**WHAT IS BEING ASKED**
Can you rewrite the lines below, replacing each "pixel-coordinate boxes" with "bounding boxes" and leaving everything else untouched?

======== RAW DATA ========

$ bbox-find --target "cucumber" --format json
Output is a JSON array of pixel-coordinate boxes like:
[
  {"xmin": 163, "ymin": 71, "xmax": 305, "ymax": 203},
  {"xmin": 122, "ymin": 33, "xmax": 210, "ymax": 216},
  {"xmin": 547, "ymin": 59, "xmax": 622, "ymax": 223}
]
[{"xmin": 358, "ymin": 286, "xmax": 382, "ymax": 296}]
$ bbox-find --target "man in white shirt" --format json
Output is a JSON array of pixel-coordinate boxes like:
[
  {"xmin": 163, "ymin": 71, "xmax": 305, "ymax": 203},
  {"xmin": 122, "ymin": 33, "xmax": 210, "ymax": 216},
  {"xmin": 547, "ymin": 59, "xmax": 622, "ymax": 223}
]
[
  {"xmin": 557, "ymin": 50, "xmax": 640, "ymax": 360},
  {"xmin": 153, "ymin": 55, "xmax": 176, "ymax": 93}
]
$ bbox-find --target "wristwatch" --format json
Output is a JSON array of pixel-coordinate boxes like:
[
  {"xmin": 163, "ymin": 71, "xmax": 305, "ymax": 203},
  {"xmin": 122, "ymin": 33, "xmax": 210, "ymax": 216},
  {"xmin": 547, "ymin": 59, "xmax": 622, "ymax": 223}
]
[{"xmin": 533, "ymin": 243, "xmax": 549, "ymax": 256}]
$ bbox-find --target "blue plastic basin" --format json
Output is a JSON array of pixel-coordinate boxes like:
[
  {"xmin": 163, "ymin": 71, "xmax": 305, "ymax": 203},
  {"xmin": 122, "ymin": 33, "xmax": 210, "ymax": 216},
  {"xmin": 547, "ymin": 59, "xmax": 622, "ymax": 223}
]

========

**EXPECTED OUTPUT**
$ bbox-find --target "cucumber" --format json
Output is a JSON array of bounding boxes like:
[
  {"xmin": 163, "ymin": 71, "xmax": 305, "ymax": 203},
  {"xmin": 122, "ymin": 33, "xmax": 210, "ymax": 216},
  {"xmin": 547, "ymin": 59, "xmax": 622, "ymax": 223}
]
[{"xmin": 358, "ymin": 286, "xmax": 382, "ymax": 296}]
$ bbox-find --target "man in white shirt" --format json
Output is a JSON array of bounding boxes like:
[
  {"xmin": 163, "ymin": 71, "xmax": 305, "ymax": 203},
  {"xmin": 122, "ymin": 33, "xmax": 210, "ymax": 216},
  {"xmin": 547, "ymin": 59, "xmax": 622, "ymax": 223}
]
[
  {"xmin": 557, "ymin": 50, "xmax": 640, "ymax": 360},
  {"xmin": 153, "ymin": 55, "xmax": 176, "ymax": 93}
]
$ bbox-find --target "wristwatch" --format json
Output is a JSON array of bounding boxes like:
[
  {"xmin": 163, "ymin": 71, "xmax": 305, "ymax": 203},
  {"xmin": 122, "ymin": 33, "xmax": 210, "ymax": 216},
  {"xmin": 547, "ymin": 59, "xmax": 622, "ymax": 223}
]
[{"xmin": 533, "ymin": 243, "xmax": 549, "ymax": 256}]
$ bbox-find --target "blue plastic basin" --format json
Output is a JSON array of bounding boxes like:
[
  {"xmin": 163, "ymin": 71, "xmax": 305, "ymax": 203},
  {"xmin": 122, "ymin": 33, "xmax": 210, "ymax": 216},
  {"xmin": 547, "ymin": 59, "xmax": 622, "ymax": 223}
]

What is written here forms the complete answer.